Bring together every line in the data that includes "white".

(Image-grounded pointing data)

• • •

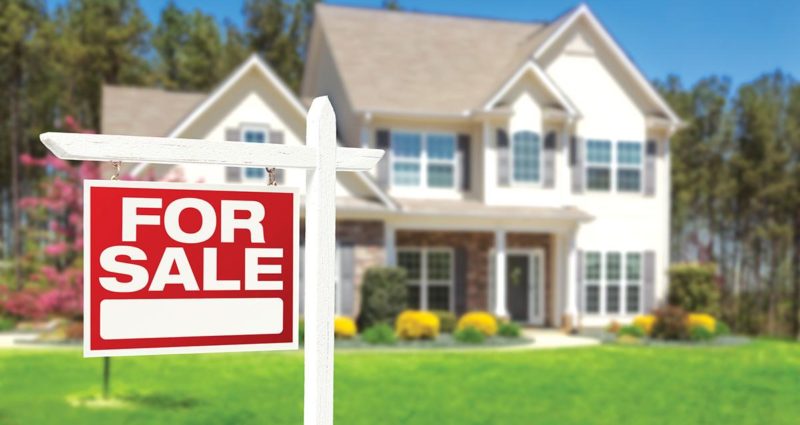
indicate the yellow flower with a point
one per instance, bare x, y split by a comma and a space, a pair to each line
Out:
701, 319
480, 320
344, 327
645, 323
414, 324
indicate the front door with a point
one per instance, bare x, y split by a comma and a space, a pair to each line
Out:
518, 278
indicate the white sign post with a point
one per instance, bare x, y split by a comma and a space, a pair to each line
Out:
321, 158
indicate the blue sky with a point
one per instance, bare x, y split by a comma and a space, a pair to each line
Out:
737, 38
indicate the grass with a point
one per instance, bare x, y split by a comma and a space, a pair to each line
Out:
758, 383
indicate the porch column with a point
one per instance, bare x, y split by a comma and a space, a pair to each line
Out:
500, 309
389, 245
572, 278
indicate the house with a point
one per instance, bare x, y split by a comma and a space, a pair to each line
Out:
527, 171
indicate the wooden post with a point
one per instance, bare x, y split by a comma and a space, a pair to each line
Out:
319, 266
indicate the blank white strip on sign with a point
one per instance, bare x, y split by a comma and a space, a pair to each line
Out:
170, 318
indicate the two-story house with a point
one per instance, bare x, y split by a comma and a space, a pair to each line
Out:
527, 166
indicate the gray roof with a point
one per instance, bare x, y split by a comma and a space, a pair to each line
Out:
422, 63
145, 111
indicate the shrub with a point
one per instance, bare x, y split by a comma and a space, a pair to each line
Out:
700, 333
383, 296
632, 331
414, 324
447, 321
379, 334
344, 327
470, 335
480, 320
693, 288
722, 329
509, 330
670, 323
703, 320
645, 322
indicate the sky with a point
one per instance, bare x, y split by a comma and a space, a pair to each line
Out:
690, 38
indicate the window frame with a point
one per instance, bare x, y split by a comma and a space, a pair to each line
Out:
524, 183
424, 281
424, 161
243, 130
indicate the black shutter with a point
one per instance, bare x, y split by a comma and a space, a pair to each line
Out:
464, 161
503, 158
382, 141
651, 151
233, 174
549, 160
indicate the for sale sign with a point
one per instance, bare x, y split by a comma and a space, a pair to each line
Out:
182, 268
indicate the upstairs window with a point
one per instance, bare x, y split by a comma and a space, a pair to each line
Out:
526, 154
254, 135
423, 159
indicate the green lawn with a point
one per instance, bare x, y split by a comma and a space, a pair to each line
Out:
754, 384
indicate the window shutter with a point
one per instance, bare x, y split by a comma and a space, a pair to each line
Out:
503, 158
347, 272
276, 137
233, 174
549, 160
460, 284
649, 282
382, 142
576, 161
463, 160
650, 168
579, 283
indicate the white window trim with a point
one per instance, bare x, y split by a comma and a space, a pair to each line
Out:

• • •

### Answer to the exercise
indicate the white sign post with a point
indicate the blank white strip on sign with a point
indicate the white window trim with a point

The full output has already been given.